§ **DIRECTIONS**
**A)** According to the Maps to the Stars review, who was named to direct Bruce Wagner's screenplay?
**B)** Repeat word for word the part of the Maps to the Stars review starting at "Ya see, Wagner’s" and ending at "That’s saying something.".

When it was announced that Bruce Wagner‘s screenplay “Maps to the Stars” would be directed by horror – thriller master David Cronenberg, I seriously expected to see Satan as one of the film’s producers in the credits.
Ya see, Wagner’s novels deconstruct modern pop culture trends and the debauchery of Hollywood insiders and American society in general. Wagner always pushes the transgressive envelope to the max, and in the current era of politically correct writing, Wagner makes the satirical works of Bret Easton Ellis and Chuck Palahunik seem tame. That’s saying something.
But when one writes a meta-script about Hollywood and its vapid, empty characters, watching such subject matter, instead of reading it, can be a banal experience.

§ **DATA EXCERPTS**
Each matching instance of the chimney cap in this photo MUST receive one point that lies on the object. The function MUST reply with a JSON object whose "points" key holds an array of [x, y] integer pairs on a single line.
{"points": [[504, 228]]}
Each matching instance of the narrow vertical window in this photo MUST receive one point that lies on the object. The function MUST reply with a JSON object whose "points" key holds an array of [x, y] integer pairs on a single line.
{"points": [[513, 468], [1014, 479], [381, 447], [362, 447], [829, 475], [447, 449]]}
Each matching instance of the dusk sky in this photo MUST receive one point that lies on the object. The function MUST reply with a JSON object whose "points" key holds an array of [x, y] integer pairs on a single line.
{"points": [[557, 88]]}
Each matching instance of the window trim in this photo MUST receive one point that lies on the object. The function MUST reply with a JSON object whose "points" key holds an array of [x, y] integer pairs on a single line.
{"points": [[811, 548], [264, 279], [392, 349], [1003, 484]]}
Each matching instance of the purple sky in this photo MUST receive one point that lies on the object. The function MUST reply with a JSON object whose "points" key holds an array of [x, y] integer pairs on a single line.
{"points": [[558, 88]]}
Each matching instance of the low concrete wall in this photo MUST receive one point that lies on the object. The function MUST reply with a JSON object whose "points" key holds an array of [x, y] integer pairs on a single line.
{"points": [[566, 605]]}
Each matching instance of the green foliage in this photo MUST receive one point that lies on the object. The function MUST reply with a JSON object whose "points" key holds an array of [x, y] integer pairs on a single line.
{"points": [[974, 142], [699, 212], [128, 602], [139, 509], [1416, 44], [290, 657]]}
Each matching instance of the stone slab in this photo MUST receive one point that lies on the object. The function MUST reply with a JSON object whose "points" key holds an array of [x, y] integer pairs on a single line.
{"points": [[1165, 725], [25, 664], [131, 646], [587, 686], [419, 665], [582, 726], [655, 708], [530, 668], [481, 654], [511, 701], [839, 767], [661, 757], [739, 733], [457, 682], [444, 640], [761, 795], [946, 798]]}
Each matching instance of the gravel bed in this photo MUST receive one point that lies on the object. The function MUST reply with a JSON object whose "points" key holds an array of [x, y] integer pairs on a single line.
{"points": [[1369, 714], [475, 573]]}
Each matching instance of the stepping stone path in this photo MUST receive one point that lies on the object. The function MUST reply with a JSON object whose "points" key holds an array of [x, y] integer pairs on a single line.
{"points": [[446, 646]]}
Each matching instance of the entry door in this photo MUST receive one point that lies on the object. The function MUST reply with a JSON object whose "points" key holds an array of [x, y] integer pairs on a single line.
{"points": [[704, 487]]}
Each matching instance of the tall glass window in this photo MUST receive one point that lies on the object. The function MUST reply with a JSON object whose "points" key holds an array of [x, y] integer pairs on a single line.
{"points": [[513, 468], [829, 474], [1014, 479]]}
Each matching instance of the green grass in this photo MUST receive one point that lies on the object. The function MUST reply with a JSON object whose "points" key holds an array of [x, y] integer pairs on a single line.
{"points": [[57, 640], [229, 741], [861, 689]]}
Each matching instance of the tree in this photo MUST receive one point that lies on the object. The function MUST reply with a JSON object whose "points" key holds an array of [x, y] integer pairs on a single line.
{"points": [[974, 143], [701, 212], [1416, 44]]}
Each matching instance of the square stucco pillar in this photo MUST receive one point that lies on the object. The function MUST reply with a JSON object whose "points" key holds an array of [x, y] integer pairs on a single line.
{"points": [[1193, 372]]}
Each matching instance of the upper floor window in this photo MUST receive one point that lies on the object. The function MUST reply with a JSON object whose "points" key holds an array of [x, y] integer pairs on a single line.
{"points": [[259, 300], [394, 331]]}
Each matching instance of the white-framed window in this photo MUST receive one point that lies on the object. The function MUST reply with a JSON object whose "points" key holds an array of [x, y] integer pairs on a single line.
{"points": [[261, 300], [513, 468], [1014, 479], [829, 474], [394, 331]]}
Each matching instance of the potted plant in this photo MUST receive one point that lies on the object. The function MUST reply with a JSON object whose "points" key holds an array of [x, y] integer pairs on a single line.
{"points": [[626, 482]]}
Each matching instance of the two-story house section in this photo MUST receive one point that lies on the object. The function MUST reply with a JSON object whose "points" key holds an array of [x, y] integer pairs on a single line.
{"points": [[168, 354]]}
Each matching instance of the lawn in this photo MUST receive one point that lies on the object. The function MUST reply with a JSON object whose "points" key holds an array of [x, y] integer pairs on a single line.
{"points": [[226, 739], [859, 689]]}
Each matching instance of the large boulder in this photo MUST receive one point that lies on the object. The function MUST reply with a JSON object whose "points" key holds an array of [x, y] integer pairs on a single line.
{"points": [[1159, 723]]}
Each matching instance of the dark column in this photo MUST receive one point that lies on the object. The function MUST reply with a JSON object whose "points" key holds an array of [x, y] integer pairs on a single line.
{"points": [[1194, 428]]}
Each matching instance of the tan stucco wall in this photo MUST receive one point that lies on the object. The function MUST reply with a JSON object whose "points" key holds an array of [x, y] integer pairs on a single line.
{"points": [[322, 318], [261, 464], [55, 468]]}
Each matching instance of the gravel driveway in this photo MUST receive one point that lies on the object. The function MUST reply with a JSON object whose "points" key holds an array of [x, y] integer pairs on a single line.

§ **PER-TASK ANSWERS**
**A)** David Cronenberg

**B)**
Ya see, Wagner’s novels deconstruct modern pop culture trends and the debauchery of Hollywood insiders and American society in general. Wagner always pushes the transgressive envelope to the max, and in the current era of politically correct writing, Wagner makes the satirical works of Bret Easton Ellis and Chuck Palahunik seem tame. That’s saying something.